> TASK GOAL:
Whichever lines include the word "building", copy them as they appear in the data.
___
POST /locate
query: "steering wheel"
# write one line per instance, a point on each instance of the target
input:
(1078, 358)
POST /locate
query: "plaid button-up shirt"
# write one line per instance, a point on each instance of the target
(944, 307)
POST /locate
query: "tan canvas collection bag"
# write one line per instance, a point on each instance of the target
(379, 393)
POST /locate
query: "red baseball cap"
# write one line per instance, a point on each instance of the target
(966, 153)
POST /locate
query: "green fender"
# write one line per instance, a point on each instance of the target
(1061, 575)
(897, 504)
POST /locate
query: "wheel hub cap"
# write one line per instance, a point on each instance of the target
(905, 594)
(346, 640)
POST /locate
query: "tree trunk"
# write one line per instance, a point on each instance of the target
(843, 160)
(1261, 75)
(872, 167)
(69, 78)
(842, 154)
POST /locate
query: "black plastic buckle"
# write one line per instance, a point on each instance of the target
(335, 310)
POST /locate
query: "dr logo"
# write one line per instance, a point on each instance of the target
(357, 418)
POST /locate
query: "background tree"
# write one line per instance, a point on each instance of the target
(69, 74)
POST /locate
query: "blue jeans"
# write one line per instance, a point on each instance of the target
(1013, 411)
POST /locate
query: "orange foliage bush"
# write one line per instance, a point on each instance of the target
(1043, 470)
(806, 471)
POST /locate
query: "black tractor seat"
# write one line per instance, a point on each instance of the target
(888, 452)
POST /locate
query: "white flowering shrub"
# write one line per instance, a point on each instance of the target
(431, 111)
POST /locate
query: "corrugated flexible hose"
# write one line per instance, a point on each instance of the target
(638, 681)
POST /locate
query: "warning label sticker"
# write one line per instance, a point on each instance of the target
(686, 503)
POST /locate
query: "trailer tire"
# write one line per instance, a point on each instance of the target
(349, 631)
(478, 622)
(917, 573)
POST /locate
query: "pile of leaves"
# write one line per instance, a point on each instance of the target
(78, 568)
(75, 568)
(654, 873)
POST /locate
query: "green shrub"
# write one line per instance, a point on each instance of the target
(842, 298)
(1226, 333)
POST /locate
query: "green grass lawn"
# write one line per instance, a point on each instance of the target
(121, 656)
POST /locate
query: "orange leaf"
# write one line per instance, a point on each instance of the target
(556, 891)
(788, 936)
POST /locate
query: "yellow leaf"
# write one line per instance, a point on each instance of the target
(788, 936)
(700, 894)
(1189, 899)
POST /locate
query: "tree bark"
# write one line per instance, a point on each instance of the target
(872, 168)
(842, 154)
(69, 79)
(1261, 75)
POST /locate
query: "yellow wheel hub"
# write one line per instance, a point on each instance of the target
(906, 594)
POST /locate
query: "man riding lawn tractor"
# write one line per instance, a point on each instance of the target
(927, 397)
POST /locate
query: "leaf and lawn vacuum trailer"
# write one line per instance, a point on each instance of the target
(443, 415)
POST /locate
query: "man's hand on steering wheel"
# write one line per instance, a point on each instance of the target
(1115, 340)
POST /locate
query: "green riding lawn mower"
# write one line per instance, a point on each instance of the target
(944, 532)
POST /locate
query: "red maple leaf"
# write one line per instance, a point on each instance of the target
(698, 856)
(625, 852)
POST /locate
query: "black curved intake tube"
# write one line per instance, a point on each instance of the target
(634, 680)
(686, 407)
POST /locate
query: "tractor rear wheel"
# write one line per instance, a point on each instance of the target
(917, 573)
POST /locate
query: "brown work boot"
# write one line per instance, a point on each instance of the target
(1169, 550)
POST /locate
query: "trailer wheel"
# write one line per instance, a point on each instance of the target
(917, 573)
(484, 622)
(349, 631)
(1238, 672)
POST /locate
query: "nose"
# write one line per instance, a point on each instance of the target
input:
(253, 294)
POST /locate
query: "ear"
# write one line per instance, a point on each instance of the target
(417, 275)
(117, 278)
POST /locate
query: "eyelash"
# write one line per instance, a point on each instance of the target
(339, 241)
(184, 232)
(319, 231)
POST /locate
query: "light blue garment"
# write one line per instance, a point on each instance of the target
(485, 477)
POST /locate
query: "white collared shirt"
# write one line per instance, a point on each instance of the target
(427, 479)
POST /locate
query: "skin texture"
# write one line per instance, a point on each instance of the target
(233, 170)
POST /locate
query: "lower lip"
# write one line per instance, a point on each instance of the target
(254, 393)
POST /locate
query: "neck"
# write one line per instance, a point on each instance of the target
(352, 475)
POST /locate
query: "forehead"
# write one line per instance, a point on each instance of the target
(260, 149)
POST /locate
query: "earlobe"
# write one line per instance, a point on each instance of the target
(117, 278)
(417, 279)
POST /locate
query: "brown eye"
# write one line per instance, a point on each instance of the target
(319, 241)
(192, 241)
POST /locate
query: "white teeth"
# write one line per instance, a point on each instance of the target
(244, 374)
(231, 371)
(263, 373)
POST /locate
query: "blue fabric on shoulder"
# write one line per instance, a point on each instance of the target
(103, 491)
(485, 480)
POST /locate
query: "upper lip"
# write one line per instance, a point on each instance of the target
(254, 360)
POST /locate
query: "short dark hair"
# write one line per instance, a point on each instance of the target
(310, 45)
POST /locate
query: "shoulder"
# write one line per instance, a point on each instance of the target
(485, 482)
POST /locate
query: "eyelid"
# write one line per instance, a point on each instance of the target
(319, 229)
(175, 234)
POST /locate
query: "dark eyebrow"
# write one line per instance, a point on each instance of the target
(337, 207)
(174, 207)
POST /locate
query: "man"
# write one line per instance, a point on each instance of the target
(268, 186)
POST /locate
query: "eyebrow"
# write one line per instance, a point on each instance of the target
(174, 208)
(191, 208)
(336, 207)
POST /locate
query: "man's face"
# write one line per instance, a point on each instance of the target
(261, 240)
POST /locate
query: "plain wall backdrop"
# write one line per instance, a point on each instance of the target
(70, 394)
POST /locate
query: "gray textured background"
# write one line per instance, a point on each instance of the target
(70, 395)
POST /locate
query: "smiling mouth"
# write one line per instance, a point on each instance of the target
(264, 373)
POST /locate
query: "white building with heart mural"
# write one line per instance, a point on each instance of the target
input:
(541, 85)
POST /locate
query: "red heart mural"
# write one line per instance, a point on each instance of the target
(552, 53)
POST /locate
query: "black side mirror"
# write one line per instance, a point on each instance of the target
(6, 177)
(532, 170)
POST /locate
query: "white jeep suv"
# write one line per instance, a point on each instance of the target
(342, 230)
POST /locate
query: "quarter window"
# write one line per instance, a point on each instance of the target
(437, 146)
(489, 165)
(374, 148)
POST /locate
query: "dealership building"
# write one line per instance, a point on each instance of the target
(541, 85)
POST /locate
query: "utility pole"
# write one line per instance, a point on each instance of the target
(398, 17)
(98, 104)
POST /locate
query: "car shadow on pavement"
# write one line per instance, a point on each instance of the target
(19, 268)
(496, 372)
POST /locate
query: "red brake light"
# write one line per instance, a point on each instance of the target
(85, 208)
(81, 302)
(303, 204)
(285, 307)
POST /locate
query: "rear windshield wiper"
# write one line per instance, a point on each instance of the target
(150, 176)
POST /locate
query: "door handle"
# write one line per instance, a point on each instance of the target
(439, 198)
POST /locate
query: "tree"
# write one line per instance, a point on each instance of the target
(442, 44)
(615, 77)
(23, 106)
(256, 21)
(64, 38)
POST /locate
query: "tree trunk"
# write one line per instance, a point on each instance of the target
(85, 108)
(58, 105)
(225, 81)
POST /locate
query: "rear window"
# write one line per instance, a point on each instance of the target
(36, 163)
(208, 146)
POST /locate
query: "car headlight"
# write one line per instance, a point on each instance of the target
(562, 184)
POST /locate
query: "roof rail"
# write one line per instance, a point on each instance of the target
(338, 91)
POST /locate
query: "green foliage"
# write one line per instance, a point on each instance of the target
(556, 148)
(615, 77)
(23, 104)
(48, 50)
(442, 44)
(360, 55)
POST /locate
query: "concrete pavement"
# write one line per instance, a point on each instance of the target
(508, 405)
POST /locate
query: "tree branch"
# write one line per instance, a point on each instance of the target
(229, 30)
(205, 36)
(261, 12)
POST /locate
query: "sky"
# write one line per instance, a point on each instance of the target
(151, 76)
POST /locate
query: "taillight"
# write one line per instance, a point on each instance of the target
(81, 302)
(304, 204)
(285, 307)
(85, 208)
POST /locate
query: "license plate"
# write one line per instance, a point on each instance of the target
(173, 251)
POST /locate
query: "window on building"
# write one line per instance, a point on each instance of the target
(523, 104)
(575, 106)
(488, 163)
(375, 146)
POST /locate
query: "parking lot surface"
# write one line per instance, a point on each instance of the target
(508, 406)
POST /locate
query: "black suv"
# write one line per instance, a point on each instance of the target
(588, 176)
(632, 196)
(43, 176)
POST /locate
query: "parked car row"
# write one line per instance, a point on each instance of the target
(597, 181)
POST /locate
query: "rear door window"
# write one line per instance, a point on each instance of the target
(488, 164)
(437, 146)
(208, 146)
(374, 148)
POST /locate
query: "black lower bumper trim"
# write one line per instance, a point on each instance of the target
___
> RESULT OF THIS TASK:
query: "white building with heart mural"
query: "dealership building"
query: "window on building"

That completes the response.